WHAT YOU WILL DO: Your answer should be an exact copy of the lines from the one holding "blinds in the photo above." to the end of the material below, pictures left out.

PROVIDED MATERIAL:
==*==

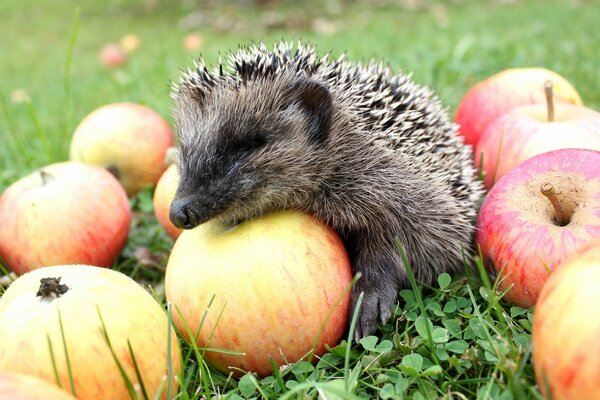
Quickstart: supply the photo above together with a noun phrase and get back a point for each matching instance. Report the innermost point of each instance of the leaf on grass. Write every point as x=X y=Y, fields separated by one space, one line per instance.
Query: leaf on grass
x=302 y=367
x=444 y=280
x=439 y=335
x=247 y=385
x=421 y=325
x=413 y=361
x=453 y=327
x=368 y=343
x=457 y=346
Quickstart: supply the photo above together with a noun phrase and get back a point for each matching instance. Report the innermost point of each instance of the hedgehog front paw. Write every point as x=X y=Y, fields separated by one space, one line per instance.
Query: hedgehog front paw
x=376 y=306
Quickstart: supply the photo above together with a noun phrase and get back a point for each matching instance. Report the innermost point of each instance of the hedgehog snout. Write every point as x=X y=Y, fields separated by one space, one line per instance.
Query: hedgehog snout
x=182 y=215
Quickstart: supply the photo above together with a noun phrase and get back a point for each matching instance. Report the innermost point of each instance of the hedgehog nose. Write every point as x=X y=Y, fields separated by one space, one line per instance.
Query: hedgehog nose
x=181 y=215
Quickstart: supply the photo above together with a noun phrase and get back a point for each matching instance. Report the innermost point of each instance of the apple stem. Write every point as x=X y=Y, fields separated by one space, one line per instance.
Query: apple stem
x=113 y=170
x=51 y=288
x=562 y=211
x=549 y=90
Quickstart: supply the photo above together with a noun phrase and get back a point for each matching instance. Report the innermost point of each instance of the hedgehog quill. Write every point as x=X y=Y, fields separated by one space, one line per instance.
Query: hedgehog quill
x=367 y=151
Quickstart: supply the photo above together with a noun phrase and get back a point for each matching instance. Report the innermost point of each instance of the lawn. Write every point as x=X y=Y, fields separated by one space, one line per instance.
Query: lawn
x=52 y=78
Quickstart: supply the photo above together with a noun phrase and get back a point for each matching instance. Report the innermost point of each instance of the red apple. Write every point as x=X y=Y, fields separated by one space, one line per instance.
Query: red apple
x=566 y=348
x=527 y=131
x=128 y=139
x=63 y=213
x=15 y=386
x=163 y=197
x=280 y=285
x=112 y=55
x=538 y=214
x=499 y=93
x=84 y=308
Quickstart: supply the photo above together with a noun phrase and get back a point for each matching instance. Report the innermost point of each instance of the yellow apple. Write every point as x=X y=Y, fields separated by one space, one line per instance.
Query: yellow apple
x=24 y=387
x=163 y=196
x=67 y=314
x=64 y=213
x=280 y=285
x=128 y=139
x=566 y=349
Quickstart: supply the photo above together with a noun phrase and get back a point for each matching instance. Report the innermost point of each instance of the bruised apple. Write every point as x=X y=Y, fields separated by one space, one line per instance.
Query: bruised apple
x=15 y=386
x=163 y=196
x=565 y=335
x=536 y=216
x=130 y=140
x=97 y=317
x=280 y=285
x=64 y=213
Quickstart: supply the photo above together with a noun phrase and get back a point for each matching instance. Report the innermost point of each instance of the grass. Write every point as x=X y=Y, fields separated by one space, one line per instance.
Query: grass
x=455 y=340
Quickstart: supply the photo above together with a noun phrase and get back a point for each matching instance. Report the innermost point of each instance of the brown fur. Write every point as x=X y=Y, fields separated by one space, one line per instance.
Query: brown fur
x=370 y=153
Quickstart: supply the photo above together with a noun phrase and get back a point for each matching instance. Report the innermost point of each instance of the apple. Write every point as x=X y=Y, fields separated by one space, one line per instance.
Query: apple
x=280 y=285
x=128 y=139
x=537 y=215
x=67 y=212
x=112 y=55
x=23 y=387
x=130 y=42
x=526 y=131
x=503 y=91
x=77 y=310
x=163 y=197
x=566 y=331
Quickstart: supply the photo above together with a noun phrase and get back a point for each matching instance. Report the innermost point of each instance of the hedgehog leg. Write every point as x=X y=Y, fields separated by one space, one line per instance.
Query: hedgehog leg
x=380 y=267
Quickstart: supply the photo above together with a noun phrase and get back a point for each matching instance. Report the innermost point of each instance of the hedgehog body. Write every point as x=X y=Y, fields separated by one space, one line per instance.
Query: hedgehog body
x=369 y=152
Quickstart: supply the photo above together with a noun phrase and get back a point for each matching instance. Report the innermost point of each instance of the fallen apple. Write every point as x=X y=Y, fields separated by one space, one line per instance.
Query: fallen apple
x=501 y=92
x=163 y=196
x=128 y=139
x=15 y=386
x=88 y=323
x=63 y=213
x=538 y=214
x=280 y=285
x=112 y=55
x=527 y=131
x=565 y=334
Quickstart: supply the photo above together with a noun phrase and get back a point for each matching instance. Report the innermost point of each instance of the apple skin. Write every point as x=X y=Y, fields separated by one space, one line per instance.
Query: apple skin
x=275 y=279
x=565 y=330
x=525 y=132
x=24 y=387
x=112 y=55
x=515 y=227
x=130 y=314
x=505 y=90
x=163 y=197
x=79 y=214
x=129 y=139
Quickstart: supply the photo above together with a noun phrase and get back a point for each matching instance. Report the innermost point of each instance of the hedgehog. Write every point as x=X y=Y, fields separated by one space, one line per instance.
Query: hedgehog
x=365 y=150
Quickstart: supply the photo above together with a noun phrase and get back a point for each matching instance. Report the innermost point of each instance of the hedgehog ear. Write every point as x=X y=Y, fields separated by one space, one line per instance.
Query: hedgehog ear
x=315 y=100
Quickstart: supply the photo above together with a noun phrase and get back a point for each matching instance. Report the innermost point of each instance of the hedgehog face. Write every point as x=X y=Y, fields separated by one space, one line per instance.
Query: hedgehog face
x=250 y=149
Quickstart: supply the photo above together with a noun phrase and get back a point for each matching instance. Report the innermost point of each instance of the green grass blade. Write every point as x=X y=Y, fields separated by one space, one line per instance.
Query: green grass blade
x=68 y=360
x=419 y=298
x=137 y=371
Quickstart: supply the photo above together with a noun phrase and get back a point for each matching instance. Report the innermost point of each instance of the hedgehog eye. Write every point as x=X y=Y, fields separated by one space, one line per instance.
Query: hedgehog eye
x=248 y=144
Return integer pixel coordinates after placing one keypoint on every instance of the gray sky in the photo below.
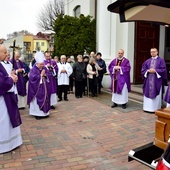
(17, 15)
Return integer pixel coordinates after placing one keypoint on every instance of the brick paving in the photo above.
(82, 134)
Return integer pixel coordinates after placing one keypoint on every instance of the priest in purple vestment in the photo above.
(155, 77)
(39, 93)
(21, 84)
(52, 71)
(119, 70)
(10, 120)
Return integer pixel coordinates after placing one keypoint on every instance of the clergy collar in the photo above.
(154, 58)
(6, 62)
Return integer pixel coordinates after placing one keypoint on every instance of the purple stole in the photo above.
(118, 63)
(40, 91)
(9, 97)
(21, 86)
(151, 78)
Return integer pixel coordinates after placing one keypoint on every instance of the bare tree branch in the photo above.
(49, 13)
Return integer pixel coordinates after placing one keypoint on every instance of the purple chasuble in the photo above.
(120, 79)
(167, 95)
(40, 91)
(152, 85)
(21, 85)
(51, 74)
(10, 98)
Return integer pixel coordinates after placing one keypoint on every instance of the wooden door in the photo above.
(146, 37)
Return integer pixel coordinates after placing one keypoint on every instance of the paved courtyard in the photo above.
(82, 134)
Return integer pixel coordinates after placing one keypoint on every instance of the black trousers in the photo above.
(79, 87)
(93, 85)
(100, 78)
(62, 88)
(70, 84)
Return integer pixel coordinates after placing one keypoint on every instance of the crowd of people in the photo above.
(44, 79)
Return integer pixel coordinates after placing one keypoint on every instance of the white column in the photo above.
(103, 28)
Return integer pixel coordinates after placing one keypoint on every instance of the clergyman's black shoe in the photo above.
(38, 117)
(114, 105)
(52, 107)
(123, 106)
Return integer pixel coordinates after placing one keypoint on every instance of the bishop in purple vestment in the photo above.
(52, 71)
(10, 120)
(21, 84)
(155, 76)
(39, 89)
(119, 70)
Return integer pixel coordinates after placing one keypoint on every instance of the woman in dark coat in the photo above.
(79, 73)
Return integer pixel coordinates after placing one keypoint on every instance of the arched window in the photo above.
(77, 11)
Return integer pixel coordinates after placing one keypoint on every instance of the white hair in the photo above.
(63, 56)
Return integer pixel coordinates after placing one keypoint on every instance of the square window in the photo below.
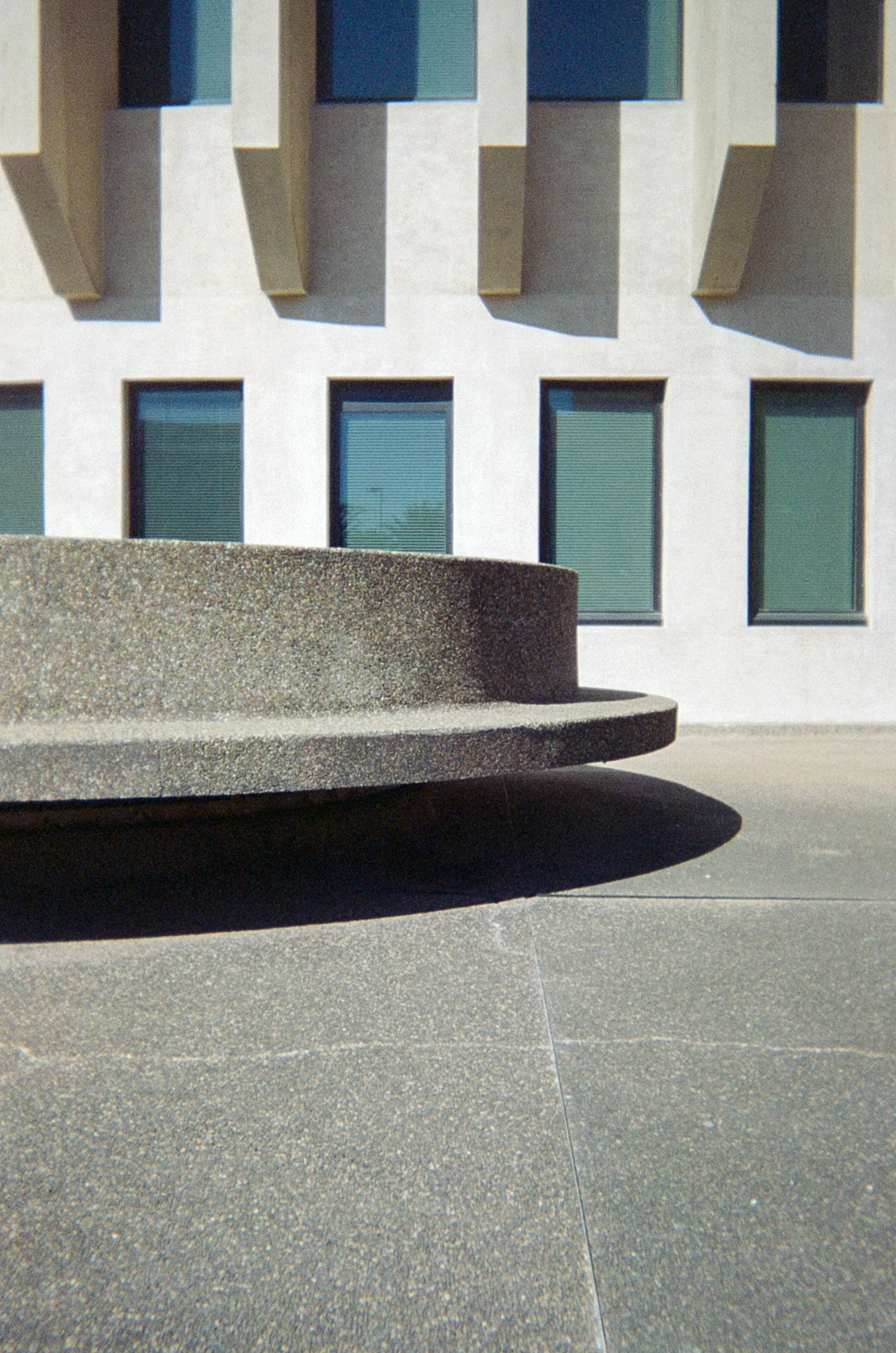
(390, 466)
(21, 460)
(174, 52)
(390, 50)
(186, 462)
(806, 504)
(600, 494)
(605, 49)
(830, 50)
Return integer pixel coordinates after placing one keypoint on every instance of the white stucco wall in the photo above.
(394, 278)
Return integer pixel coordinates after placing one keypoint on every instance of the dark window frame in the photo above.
(439, 391)
(802, 81)
(134, 507)
(547, 490)
(151, 87)
(859, 391)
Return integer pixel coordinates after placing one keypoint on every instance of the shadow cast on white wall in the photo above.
(570, 239)
(799, 286)
(347, 236)
(132, 220)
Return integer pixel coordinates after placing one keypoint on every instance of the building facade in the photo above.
(605, 285)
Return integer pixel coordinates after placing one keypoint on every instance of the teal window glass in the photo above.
(806, 504)
(604, 49)
(186, 479)
(377, 50)
(830, 50)
(600, 502)
(174, 52)
(21, 460)
(390, 467)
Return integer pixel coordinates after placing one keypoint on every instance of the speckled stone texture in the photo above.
(182, 629)
(175, 669)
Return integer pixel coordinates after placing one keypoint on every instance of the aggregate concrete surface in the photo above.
(585, 1060)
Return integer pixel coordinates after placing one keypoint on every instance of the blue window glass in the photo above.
(830, 50)
(21, 460)
(604, 49)
(186, 463)
(174, 52)
(600, 500)
(377, 50)
(390, 467)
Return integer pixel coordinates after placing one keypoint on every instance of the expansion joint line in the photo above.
(599, 1318)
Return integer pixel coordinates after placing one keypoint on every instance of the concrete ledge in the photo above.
(87, 760)
(142, 669)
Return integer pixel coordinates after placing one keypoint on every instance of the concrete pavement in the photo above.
(586, 1060)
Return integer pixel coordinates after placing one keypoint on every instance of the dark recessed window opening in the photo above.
(600, 494)
(21, 460)
(830, 50)
(389, 50)
(390, 466)
(604, 49)
(806, 504)
(174, 52)
(186, 462)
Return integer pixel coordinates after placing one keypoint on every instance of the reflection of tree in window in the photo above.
(393, 475)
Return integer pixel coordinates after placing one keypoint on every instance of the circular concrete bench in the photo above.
(138, 669)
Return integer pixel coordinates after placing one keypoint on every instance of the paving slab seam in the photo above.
(599, 1318)
(797, 1050)
(289, 1055)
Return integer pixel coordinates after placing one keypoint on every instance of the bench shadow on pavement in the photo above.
(126, 870)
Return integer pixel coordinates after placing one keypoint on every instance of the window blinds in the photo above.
(393, 477)
(604, 49)
(804, 501)
(601, 509)
(21, 460)
(377, 50)
(187, 464)
(174, 52)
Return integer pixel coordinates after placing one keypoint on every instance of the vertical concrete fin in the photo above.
(59, 76)
(731, 75)
(274, 88)
(501, 84)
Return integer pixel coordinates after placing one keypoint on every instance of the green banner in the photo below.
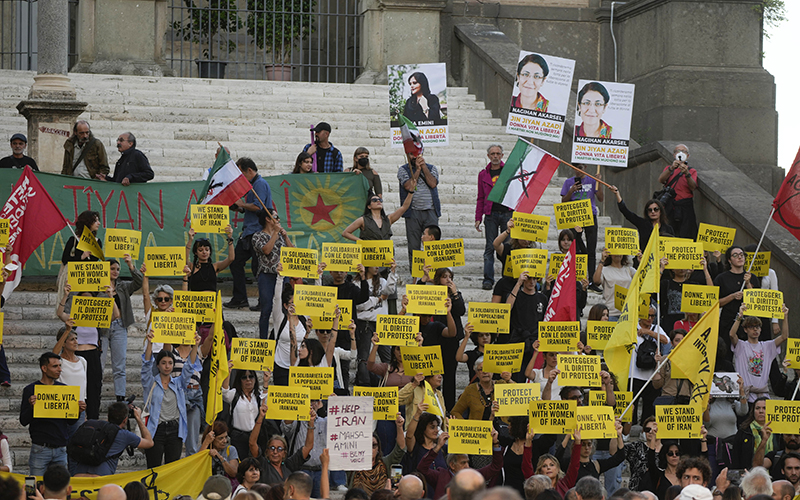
(319, 208)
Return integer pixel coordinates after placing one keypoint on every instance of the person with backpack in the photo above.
(96, 446)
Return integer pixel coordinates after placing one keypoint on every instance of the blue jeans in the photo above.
(266, 291)
(493, 224)
(42, 457)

==*==

TASK SOLUTION:
Return integer pixel coordinates after placing one keypoint on every instance of the window blinds in the photo above.
(393, 477)
(604, 49)
(804, 501)
(601, 509)
(21, 460)
(377, 50)
(187, 464)
(174, 52)
Return integer pixel coordinates after placing one keypoint on every instance of the vertical concrete fin in the photo above.
(59, 76)
(731, 75)
(274, 88)
(501, 84)
Return integer pixel coordinates after placing one keypoint on every instance of the green banner in the photo below.
(319, 208)
Return integer pixel coordinates after placing one keypoint on every instance of the person with backpack in the photo above.
(96, 446)
Return integer pixel coordinates after placing one keypoint on every instance of the blue jeans in the photo above.
(266, 291)
(493, 224)
(42, 457)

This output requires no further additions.